**What to do**
[1] Which racing car formulas does the text on the 1988 Australian Drivers' Championship name? List all of them.
[2] Quote the 1988 Australian Drivers' Championship text word for word, everything from "The 1988 Australian Drivers'" down to "Holden in 1989.".
[3] Write what comes next in the text on the 1988 Australian Drivers' Championship, starting after its last sentence.

Seasons
- ← 19871989 →

= 1988 Australian Drivers' Championship =

Motor racing competition

The 1988 Australian Drivers' Championship was a CAMS sanctioned national motor racing title which was awarded to the winner of the 1988 Australian Formula 2 Championship. The winning driver received the 1988 CAMS Gold Star and is recognised by CAMS as the winner of both the 43rd Australian Drivers' Championship and the 21st Australian Formula 2 Championship. 1988 was the second and last year in which the Australian Drivers' Championship was contested by Australian Formula 2 cars, this being an interim arrangement between the demise of Formula Mondial in Australia at the end of 1986 and the introduction of Formula Holden in 1989.

**Collected data**
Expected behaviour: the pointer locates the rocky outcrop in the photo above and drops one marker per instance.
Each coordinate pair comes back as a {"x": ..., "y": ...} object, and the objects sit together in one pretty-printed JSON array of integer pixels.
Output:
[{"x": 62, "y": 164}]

**Outputs for the tasks**
[1]
- Formula 2 (Australian Formula 2)
- Formula Mondial
- Formula Holden

[2]
The 1988 Australian Drivers' Championship was a CAMS sanctioned national motor racing title which was awarded to the winner of the 1988 Australian Formula 2 Championship. The winning driver received the 1988 CAMS Gold Star and is recognised by CAMS as the winner of both the 43rd Australian Drivers' Championship and the 21st Australian Formula 2 Championship. 1988 was the second and last year in which the Australian Drivers' Championship was contested by Australian Formula 2 cars, this being an interim arrangement between the demise of Formula Mondial in Australia at the end of 1986 and the introduction of Formula Holden in 1989.

[3]
New South Wales driver Rohan Onslow won the first of his two Australian Drivers' Championships and his only Australian Formula 2 Championship driving a Cheetah Mk.8 Volkswagen and a Ralt RT30 Volkswagen. Queensland driver Derek Pingel (Ralt RT30 Volkswagen) finished second with Barry Ward (Ralt RT30 Volkswagen) placed third. Onslow and Neil Israel (Magnum 863 Volkswagen) each attained two round wins with single victories scored by Pingel, Ward and factory Nissan Touring Car driver Glenn Seton, who drove a Nissan Pulsar powered Ralt RT4 in two rounds of the championship. Seton's win at Adelaide International Raceway would be the only win for a car powered by an engine other than a Volkswagen Golf unit during the two years in which Australian Formula 2 cars contested the Australian Drivers' Championship.

==Race calendar==
The championship was contested over a seven-round series with one race per round.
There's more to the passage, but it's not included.